Re: 9.2 ixgbe tx queue hang

Rick Macklem Sun, 23 Mar 2014 16:59:28 -0700

Christopher Forgeron wrote:
> 
> 
> 
> 
> 
> 
> On Sat, Mar 22, 2014 at 6:41 PM, Rick Macklem < rmack...@uoguelph.ca
> > wrote:
> 
> 
> 
> Christopher Forgeron wrote:
> > #if defined(INET) || defined(INET6)
> > /* Initialize to max value. */
> > if (ifp->if_hw_tsomax == 0)
> > ifp->if_hw_tsomax = IP_MAXPACKET;
> > KASSERT(ifp->if_hw_tsomax <= IP_MAXPACKET &&
> > ifp->if_hw_tsomax >= IP_MAXPACKET / 8,
> > ("%s: tsomax outside of range", __func__));
> > #endif
> > 
> > 
> > Should this be the location where it's being set rather than in
> > ixgbe? I would assume that other drivers could fall prey to this
> > issue.
> > 
> All of this should be prepended with "I'm an NFS guy, not a
> networking
> guy, so I might be wrong".
> 
> Other drivers (and ixgbe for the 82598 chip) can handle a packet that
> is in more than 32 mbufs. (I think the 82598 handles 100, grep for
> SCATTER
> in *.h in sys/dev/ixgbe.)
> 
> 
> [...]
> 
> 
> Yes, I agree we have to be careful about the limitations of other
> drivers, but I'm thinking setting tso to IP_MAXPACKET is a bad idea,
> unless all of the header subtractions are happening elsewhere. Then
> again, perhaps every other driver (and possibly ixgbe.. i need to
> look more) does a maxtso - various_headers to set a limit for data
> packets.
> 
> 
> I'm not familiar with the Freebsd network conventions/styles - I'm
> just asking questions, something I have a bad habit for, but I'm in
> charge of code stability issues at my work so it's hard to stop.
> 
Well, IP_MAXPACKET is simply the largest # that fits in the 16bit length
field of an IP header (65535). This limit is on the TSO segment (which
is really just a TCP/IP packet greater than the MTU) and does not include
a MAC level (ethernet) header.


Beyond that, it is the specific hardware that limits things, such as
this case, which is limited to 32 mbufs (which happens to imply 64K
total, including ethernet header using 2K mbuf clusters).
(The 64K limit is just a quirk caused by the 32mbuf limit and the fact
 that mbuf clusters hold 2K of data each.)

> 
> 
> Now, since several drivers do have this 32 mbufs limit, I can see an
> argument
> for making the default a little smaller to make these work, since the
> driver can override the default. (About now someone usually jumps in
> and says
> something along the lines of "You can't do that until all the drivers
> that
> can handle IP_MAXPACKET are fixed to set if_hw_tsomax" and since I
> can't fix
> drivers I can't test, that pretty much puts a stop on it.)
> 
> 
> 
> 
> Testing is a problem isn't it? I once again offer my stack of network
> cards and systems for some sort of testing.. I still have coax and
> token ring around. :-)

[Items listed in a dataset]
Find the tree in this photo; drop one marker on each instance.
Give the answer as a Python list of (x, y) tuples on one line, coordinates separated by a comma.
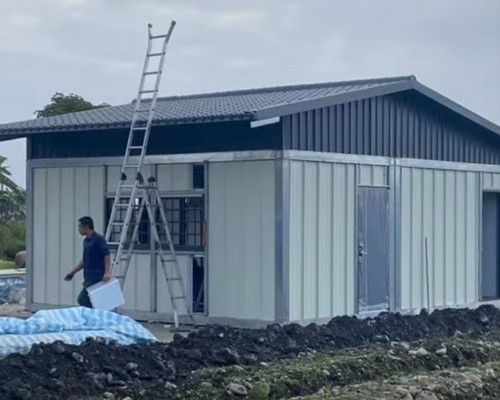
[(64, 104), (12, 197)]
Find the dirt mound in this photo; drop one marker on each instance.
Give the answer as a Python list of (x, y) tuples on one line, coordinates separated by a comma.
[(56, 371)]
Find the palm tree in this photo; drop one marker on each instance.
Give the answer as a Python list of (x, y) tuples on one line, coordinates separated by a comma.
[(12, 197), (5, 177)]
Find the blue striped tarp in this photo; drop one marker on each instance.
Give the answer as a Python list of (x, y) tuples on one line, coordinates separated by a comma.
[(71, 326)]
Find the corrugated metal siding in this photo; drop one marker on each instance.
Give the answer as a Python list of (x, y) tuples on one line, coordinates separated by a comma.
[(182, 139), (137, 287), (398, 125), (62, 195), (322, 236), (444, 207), (163, 303), (241, 262)]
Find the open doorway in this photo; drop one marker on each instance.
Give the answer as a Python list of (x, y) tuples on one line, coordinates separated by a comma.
[(490, 276)]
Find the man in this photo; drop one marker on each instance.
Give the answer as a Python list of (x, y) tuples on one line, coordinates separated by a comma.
[(96, 262)]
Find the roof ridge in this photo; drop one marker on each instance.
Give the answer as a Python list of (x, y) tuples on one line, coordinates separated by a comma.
[(267, 89)]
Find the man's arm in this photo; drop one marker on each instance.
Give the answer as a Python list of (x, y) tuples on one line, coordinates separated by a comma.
[(107, 260), (107, 268), (78, 268)]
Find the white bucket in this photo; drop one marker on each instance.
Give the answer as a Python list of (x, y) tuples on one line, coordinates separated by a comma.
[(106, 295)]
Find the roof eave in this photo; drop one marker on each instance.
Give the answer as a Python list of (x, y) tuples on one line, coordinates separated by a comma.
[(10, 134), (450, 104), (308, 105)]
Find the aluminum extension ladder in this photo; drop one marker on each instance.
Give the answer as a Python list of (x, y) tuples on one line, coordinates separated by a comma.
[(141, 195)]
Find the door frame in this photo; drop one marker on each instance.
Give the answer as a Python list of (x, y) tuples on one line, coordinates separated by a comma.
[(391, 273)]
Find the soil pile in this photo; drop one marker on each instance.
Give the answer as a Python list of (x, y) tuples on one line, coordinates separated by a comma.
[(56, 371)]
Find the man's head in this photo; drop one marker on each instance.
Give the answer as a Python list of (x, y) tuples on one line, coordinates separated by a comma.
[(85, 226)]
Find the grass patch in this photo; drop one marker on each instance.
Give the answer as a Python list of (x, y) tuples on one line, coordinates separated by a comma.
[(7, 264)]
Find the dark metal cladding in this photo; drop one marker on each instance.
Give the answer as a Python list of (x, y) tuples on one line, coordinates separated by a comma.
[(403, 125), (172, 139)]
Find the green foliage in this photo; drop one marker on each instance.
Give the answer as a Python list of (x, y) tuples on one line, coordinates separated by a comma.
[(12, 239), (12, 197), (64, 104)]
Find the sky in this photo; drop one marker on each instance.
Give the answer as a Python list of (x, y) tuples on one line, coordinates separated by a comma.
[(95, 48)]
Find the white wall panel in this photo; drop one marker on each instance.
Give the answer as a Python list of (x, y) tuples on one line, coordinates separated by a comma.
[(62, 195), (442, 206), (137, 288), (174, 176), (113, 176), (163, 304), (322, 238), (241, 263)]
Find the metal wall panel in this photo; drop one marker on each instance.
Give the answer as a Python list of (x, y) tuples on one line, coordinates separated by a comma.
[(113, 176), (62, 195), (241, 264), (163, 303), (322, 239), (403, 125), (442, 206), (174, 176), (372, 175)]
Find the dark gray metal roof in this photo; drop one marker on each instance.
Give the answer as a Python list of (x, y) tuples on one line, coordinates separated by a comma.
[(235, 105)]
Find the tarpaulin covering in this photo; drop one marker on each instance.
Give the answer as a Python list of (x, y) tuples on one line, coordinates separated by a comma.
[(71, 326)]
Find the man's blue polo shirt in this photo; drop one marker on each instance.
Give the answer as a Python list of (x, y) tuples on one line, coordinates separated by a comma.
[(95, 249)]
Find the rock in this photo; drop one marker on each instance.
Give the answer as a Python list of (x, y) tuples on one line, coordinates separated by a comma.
[(22, 394), (170, 386), (194, 354), (381, 339), (131, 367), (413, 390), (404, 345), (78, 358), (20, 259), (426, 395), (237, 389), (441, 351), (226, 356), (483, 319), (58, 348), (421, 352)]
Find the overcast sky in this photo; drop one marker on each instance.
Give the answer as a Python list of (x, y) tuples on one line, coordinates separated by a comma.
[(95, 48)]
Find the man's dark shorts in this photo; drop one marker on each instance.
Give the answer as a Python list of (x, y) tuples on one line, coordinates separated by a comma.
[(83, 298)]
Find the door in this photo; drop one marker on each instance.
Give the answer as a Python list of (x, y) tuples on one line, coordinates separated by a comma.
[(490, 283), (373, 249)]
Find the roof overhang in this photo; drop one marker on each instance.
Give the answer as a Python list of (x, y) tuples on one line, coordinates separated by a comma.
[(390, 88)]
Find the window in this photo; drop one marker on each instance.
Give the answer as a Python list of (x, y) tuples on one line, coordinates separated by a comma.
[(185, 217), (143, 234)]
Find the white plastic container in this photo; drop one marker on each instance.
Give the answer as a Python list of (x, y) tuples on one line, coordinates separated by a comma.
[(106, 295)]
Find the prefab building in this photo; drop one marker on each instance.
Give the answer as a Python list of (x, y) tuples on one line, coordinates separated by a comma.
[(294, 203)]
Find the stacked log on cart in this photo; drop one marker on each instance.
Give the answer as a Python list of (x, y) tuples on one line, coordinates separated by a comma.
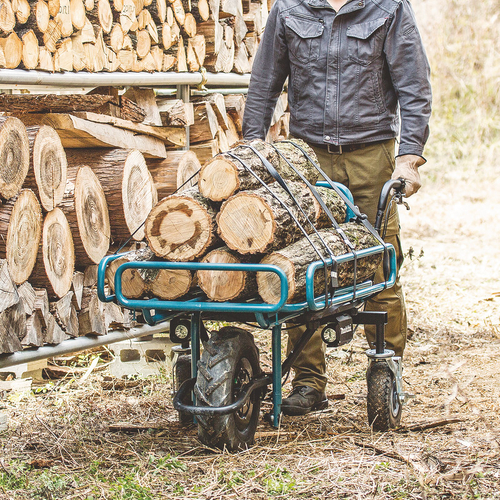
[(131, 35), (238, 214)]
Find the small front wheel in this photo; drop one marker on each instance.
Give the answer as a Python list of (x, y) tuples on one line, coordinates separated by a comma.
[(229, 361), (383, 404)]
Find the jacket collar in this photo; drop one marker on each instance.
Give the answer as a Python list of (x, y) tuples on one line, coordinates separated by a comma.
[(350, 6)]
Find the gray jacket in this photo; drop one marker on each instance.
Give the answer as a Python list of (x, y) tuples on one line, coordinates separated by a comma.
[(347, 73)]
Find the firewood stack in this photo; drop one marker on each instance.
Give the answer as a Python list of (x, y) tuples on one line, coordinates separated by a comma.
[(131, 35)]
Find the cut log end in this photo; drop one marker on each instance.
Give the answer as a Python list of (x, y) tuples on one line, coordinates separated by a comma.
[(222, 285), (23, 236), (49, 164), (179, 228), (14, 156)]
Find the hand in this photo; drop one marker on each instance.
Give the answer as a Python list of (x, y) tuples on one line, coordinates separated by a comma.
[(407, 168)]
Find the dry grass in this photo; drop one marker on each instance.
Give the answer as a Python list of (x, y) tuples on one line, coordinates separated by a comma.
[(60, 445)]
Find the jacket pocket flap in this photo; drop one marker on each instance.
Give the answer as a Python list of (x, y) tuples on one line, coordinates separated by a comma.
[(365, 30), (304, 28)]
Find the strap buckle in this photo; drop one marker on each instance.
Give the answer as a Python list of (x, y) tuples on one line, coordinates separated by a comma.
[(333, 149)]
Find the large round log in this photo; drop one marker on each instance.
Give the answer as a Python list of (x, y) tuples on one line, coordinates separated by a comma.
[(256, 221), (14, 156), (20, 231), (128, 187), (181, 227), (224, 175), (48, 166), (227, 285), (56, 258), (85, 207), (295, 259)]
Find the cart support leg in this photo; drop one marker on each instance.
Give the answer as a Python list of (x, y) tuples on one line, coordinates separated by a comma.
[(276, 348)]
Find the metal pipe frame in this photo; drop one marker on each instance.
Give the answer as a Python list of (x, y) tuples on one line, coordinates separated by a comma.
[(79, 344), (19, 78)]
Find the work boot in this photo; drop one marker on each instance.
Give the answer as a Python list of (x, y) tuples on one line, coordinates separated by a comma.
[(302, 400)]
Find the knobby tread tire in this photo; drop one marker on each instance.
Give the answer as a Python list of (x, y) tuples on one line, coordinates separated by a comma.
[(182, 373), (380, 382), (214, 387)]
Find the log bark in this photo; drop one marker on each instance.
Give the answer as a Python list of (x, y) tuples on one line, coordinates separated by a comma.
[(56, 258), (12, 328), (91, 318), (295, 259), (48, 166), (85, 207), (182, 227), (224, 175), (223, 285), (133, 282), (174, 171), (127, 184), (14, 156), (169, 284), (8, 290), (20, 231)]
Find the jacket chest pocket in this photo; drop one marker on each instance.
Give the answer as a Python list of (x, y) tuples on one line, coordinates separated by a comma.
[(365, 41), (303, 36)]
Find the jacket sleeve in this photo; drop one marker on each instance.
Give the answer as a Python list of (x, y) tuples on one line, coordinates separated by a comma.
[(410, 73), (269, 72)]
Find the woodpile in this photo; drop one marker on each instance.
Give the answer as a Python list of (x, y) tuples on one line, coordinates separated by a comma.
[(130, 35), (85, 175)]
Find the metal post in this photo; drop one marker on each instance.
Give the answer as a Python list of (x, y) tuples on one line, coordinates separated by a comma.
[(183, 92), (276, 352)]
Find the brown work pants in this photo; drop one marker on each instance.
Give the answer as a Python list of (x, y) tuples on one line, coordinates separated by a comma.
[(364, 172)]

**Task list**
**1)** Write out the ixgbe mailing-list reply verbatim, everything from "Beyond that, it" down to "2K mbuf clusters).".
**2)** Gather every line of the listing that contains the string "white". Matching is case-sensitive.

**Solutions per task**
**1)**
Beyond that, it is the specific hardware that limits things, such as
this case, which is limited to 32 mbufs (which happens to imply 64K
total, including ethernet header using 2K mbuf clusters).

**2)**
Find the white bucket in this photo; drop one marker on each instance.
Find the white wall panel in this photo; drop one marker on each instance.
Find the white plastic container in this photo; drop one marker on each instance.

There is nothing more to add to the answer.